§ **Source extract**
• • • • •
April in Carroll County represented a continuing trend of decreasing drug and alcohol overdoses, though May has started with a spike, county health officials say.
The county has seen significantly lower numbers of overdoses and deaths in the first four months of 2019 compared with the same period in 2018. But the overall downward trend is marred by a periodic burst of overdoses that health officials blame on the presence of powerful drugs, such as fentanyl, contaminating the illegal drug supply.
Just such a wave of drugs, likely heroin, is believed to have moved through Carroll County over the weekend of May 4, prompting the Carroll County Health Department to issue an overdose alert.
“We had 11 overdoses over the weekend,” said Lisa Pollard, director of recovery services at the health department. “That’s the highest number of people we have seen over Friday to Sunday evening.”
As of Tuesday evening, the health department did not yet have information on how many, if any, of those overdoses proved to be fatal, Pollard said.
Frederick County and Baltimore City issued their own overdose alerts a few days prior, according to Sue Doyle, director of the bureau of prevention, wellness, and recovery at the health department.
• • • • •
§ **Records provided**
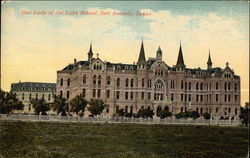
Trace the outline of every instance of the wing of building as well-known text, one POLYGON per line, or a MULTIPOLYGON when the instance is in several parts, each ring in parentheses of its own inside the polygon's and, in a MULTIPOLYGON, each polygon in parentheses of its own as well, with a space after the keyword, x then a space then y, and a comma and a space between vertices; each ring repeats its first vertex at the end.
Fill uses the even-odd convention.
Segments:
POLYGON ((227 63, 224 68, 212 67, 208 56, 207 69, 188 68, 180 45, 176 65, 162 60, 159 47, 155 58, 146 60, 143 41, 135 64, 111 63, 93 58, 92 44, 88 60, 76 61, 57 71, 57 94, 69 101, 78 94, 87 100, 98 98, 108 105, 106 115, 123 108, 137 113, 150 108, 156 113, 169 108, 174 114, 194 110, 203 114, 230 117, 240 112, 240 77, 227 63))
POLYGON ((33 113, 34 110, 30 103, 31 99, 40 99, 43 97, 47 103, 52 103, 53 94, 56 93, 56 84, 41 82, 12 83, 10 91, 15 93, 17 98, 24 104, 24 113, 33 113))

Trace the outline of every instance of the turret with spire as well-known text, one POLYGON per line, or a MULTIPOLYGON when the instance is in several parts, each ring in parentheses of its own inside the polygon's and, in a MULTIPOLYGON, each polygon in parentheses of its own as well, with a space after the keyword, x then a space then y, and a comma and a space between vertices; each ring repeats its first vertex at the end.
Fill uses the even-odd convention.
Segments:
POLYGON ((144 52, 144 46, 143 46, 143 39, 141 43, 141 50, 140 50, 139 58, 137 61, 137 68, 139 70, 146 69, 146 59, 145 59, 145 52, 144 52))
POLYGON ((92 58, 93 58, 92 42, 90 42, 90 48, 89 48, 89 52, 88 52, 88 61, 91 62, 92 58))
POLYGON ((175 67, 177 71, 184 71, 186 67, 186 65, 184 64, 184 60, 183 60, 181 44, 180 44, 178 59, 177 59, 177 63, 175 67))
POLYGON ((161 51, 160 46, 159 46, 158 50, 156 51, 156 59, 162 60, 162 51, 161 51))
POLYGON ((211 60, 211 56, 210 56, 210 50, 209 50, 209 55, 208 55, 208 60, 207 60, 207 69, 211 69, 212 68, 212 60, 211 60))

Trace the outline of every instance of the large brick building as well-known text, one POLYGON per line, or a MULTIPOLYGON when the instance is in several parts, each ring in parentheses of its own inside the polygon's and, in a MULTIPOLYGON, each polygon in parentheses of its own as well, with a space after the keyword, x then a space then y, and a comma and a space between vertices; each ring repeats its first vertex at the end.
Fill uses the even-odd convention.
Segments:
POLYGON ((24 104, 23 113, 33 113, 31 99, 44 98, 47 103, 53 102, 53 94, 56 93, 55 83, 43 82, 18 82, 12 83, 10 91, 24 104))
POLYGON ((187 68, 182 47, 177 63, 170 67, 162 61, 159 47, 155 58, 145 59, 143 42, 136 64, 121 64, 93 58, 92 45, 88 60, 76 61, 57 71, 57 94, 70 101, 83 94, 87 100, 100 98, 107 104, 104 114, 112 115, 123 108, 137 113, 151 108, 155 113, 168 107, 176 114, 194 110, 214 116, 238 116, 240 112, 240 77, 226 63, 212 67, 210 53, 207 69, 187 68))

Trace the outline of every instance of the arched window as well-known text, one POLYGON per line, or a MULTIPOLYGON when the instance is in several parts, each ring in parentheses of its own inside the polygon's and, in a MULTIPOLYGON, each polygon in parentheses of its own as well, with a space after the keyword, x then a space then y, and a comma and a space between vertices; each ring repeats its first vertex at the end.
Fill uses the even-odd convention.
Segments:
POLYGON ((83 84, 86 84, 86 78, 87 78, 86 75, 83 75, 83 79, 82 79, 83 84))
POLYGON ((142 81, 141 81, 141 86, 142 86, 142 87, 144 87, 144 85, 145 85, 144 82, 145 82, 145 79, 143 78, 142 81))
POLYGON ((188 83, 188 89, 191 90, 191 82, 188 83))
POLYGON ((129 79, 128 78, 126 78, 126 81, 125 81, 125 87, 128 87, 128 83, 129 82, 129 79))
MULTIPOLYGON (((61 78, 61 86, 63 86, 63 78, 61 78)), ((38 90, 38 87, 36 87, 36 90, 38 90)))
POLYGON ((117 78, 117 79, 116 79, 116 86, 117 86, 117 87, 120 87, 120 78, 117 78))
POLYGON ((96 84, 96 75, 93 76, 93 84, 96 84))
POLYGON ((67 86, 70 86, 70 79, 68 78, 67 86))
POLYGON ((196 83, 196 90, 199 90, 199 82, 196 83))
POLYGON ((203 83, 200 84, 200 90, 203 90, 203 83))
POLYGON ((107 77, 107 85, 110 85, 110 83, 111 83, 111 77, 108 76, 108 77, 107 77))
POLYGON ((102 84, 102 77, 101 75, 98 76, 98 85, 102 84))
POLYGON ((134 79, 133 78, 130 80, 130 87, 134 87, 134 79))
POLYGON ((158 80, 155 83, 155 89, 163 89, 163 83, 162 83, 162 81, 158 80))
POLYGON ((29 95, 29 99, 31 100, 31 98, 32 98, 32 94, 30 93, 30 95, 29 95))

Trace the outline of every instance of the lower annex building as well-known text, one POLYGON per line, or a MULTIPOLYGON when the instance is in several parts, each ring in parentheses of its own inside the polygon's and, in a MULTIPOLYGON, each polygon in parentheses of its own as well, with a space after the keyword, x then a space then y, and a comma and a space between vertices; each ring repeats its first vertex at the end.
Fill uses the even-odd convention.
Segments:
POLYGON ((180 45, 177 63, 170 67, 162 60, 159 47, 155 58, 146 60, 143 41, 136 64, 121 64, 93 58, 92 44, 88 59, 57 71, 57 95, 70 101, 78 94, 90 100, 102 99, 104 115, 112 116, 123 108, 137 113, 150 108, 154 113, 168 108, 173 114, 187 110, 216 117, 239 116, 240 77, 226 63, 212 67, 210 52, 207 69, 187 68, 180 45))
POLYGON ((53 94, 56 93, 55 83, 44 82, 21 82, 12 83, 10 91, 24 104, 23 113, 34 113, 31 99, 44 98, 47 103, 54 101, 53 94))

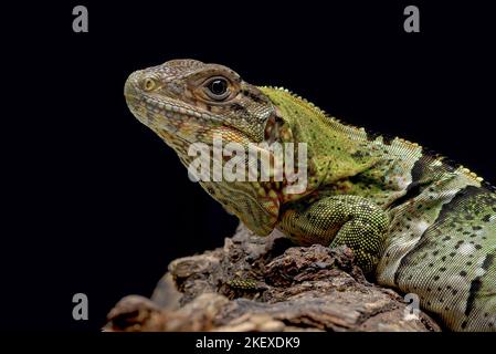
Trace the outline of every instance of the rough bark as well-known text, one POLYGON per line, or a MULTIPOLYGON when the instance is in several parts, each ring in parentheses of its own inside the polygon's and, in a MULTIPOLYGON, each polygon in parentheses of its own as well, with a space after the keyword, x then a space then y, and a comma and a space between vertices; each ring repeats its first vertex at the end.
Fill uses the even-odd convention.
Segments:
POLYGON ((240 226, 223 248, 169 264, 151 299, 129 295, 107 331, 440 331, 403 298, 369 282, 352 251, 292 247, 279 232, 240 226), (229 285, 252 279, 256 287, 229 285))

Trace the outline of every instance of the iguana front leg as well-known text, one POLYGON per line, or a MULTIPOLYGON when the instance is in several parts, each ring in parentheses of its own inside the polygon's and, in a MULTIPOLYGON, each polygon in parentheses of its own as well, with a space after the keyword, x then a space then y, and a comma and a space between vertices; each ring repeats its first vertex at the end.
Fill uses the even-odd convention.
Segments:
POLYGON ((283 210, 279 222, 298 244, 348 246, 365 272, 376 268, 388 226, 388 215, 376 204, 341 195, 292 205, 283 210))

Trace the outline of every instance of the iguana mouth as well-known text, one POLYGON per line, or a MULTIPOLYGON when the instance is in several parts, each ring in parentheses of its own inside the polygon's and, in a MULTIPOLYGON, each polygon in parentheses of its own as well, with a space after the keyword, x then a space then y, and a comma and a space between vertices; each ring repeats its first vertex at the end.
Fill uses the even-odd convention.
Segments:
POLYGON ((205 121, 212 122, 212 125, 222 124, 222 119, 211 113, 192 110, 188 104, 163 94, 145 92, 137 84, 135 74, 126 81, 124 95, 131 113, 152 129, 176 134, 192 119, 199 125, 204 125, 205 121))

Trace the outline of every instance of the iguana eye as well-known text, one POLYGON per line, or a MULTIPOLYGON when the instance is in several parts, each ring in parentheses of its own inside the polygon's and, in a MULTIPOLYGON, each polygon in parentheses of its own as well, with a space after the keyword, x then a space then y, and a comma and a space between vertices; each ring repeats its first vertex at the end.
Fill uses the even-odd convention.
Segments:
POLYGON ((145 81, 143 82, 143 88, 145 91, 151 91, 155 88, 155 81, 154 79, 147 77, 145 79, 145 81))
POLYGON ((207 83, 207 94, 217 101, 229 96, 229 83, 223 77, 214 77, 207 83))

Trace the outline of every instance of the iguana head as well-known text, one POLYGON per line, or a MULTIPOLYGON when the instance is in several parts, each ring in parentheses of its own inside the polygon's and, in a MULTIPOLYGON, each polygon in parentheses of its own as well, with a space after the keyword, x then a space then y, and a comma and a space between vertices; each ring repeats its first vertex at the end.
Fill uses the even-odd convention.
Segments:
MULTIPOLYGON (((193 143, 261 143, 275 114, 268 97, 229 67, 172 60, 139 70, 125 85, 133 114, 159 135, 188 165, 193 143)), ((211 152, 210 152, 211 153, 211 152)), ((277 220, 275 185, 257 181, 200 181, 203 188, 254 232, 267 235, 277 220)))

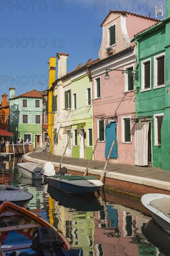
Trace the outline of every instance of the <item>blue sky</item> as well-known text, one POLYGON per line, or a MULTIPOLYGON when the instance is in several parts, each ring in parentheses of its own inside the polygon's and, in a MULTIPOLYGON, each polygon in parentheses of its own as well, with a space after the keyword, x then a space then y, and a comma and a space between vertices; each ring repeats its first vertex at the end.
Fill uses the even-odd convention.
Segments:
POLYGON ((155 7, 166 0, 0 1, 0 96, 48 86, 48 62, 57 52, 68 53, 67 72, 98 57, 102 29, 109 10, 155 18, 155 7))

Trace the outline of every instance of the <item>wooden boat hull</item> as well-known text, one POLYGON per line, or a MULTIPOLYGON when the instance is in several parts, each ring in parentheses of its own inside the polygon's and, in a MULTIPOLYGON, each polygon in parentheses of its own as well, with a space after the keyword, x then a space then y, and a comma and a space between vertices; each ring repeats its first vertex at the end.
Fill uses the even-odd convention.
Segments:
POLYGON ((13 186, 0 185, 0 204, 7 199, 8 201, 23 206, 30 201, 33 195, 29 191, 13 186))
POLYGON ((33 171, 31 169, 26 168, 24 163, 17 163, 17 166, 21 174, 25 177, 34 180, 42 180, 43 175, 39 171, 33 171))
MULTIPOLYGON (((46 178, 49 186, 54 189, 68 194, 86 195, 91 195, 98 190, 103 185, 103 183, 98 179, 91 179, 90 176, 83 176, 85 179, 76 179, 78 175, 72 175, 75 180, 67 180, 64 179, 64 175, 46 178), (86 178, 85 178, 85 177, 86 178)), ((82 177, 82 176, 81 176, 82 177)))
MULTIPOLYGON (((62 245, 63 249, 67 250, 71 248, 64 235, 46 221, 7 200, 0 205, 0 241, 3 251, 15 250, 22 251, 26 249, 32 250, 33 234, 38 227, 52 229, 64 242, 62 245)), ((32 253, 35 252, 33 252, 32 253)))
POLYGON ((141 202, 144 206, 149 210, 155 222, 166 232, 170 234, 170 218, 160 211, 158 210, 157 209, 153 207, 150 204, 150 202, 154 199, 161 199, 163 197, 169 199, 170 207, 170 196, 168 195, 156 193, 147 194, 142 196, 141 202))

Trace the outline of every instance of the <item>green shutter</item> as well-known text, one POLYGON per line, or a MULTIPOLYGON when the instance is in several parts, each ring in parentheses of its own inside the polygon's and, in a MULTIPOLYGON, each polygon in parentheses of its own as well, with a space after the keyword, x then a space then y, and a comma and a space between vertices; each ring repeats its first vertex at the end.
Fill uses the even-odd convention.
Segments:
POLYGON ((92 146, 92 129, 89 129, 89 146, 92 146))
POLYGON ((68 94, 67 91, 65 92, 65 109, 68 108, 68 94))
POLYGON ((130 118, 125 118, 124 120, 124 141, 131 141, 131 121, 130 118))
POLYGON ((70 90, 69 90, 68 91, 68 94, 69 94, 69 108, 72 108, 72 100, 71 100, 71 98, 72 98, 72 95, 71 95, 71 89, 70 89, 70 90))
POLYGON ((77 130, 74 130, 75 146, 77 146, 77 130))
MULTIPOLYGON (((133 67, 130 67, 129 68, 127 69, 127 70, 129 70, 130 71, 133 70, 133 67)), ((133 90, 134 89, 134 86, 133 86, 133 77, 132 76, 131 76, 131 75, 130 75, 130 74, 128 74, 128 91, 131 91, 131 90, 133 90)))
POLYGON ((116 26, 112 26, 110 28, 110 45, 113 45, 116 43, 116 26))
POLYGON ((99 139, 100 141, 105 141, 104 121, 99 121, 99 139))
POLYGON ((48 100, 46 101, 46 115, 48 114, 48 100))
POLYGON ((88 105, 91 104, 91 94, 90 91, 90 88, 87 89, 88 91, 88 105))

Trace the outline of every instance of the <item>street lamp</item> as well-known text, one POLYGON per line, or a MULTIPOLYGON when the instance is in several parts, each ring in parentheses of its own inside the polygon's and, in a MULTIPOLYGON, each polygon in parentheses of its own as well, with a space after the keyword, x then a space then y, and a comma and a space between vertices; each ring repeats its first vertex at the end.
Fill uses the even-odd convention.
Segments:
POLYGON ((122 69, 110 69, 110 68, 106 68, 105 70, 105 80, 109 80, 110 79, 110 76, 109 75, 109 72, 108 70, 116 70, 117 71, 121 71, 122 74, 123 74, 124 73, 126 73, 128 74, 129 74, 131 76, 132 76, 137 80, 138 80, 138 71, 137 70, 123 70, 122 69))

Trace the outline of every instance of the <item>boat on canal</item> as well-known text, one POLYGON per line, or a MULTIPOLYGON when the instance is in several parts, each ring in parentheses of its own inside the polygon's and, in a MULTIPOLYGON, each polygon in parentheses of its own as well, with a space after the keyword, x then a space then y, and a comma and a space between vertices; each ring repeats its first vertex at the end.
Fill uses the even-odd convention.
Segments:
• • • • •
§ **Task brief**
Can you set down, word for word, the part of the Carroll County overdose report above starting at "Frederick County and" and ending at "recovery at the health department."?

§ **Output**
Frederick County and Baltimore City issued their own overdose alerts a few days prior, according to Sue Doyle, director of the bureau of prevention, wellness, and recovery at the health department.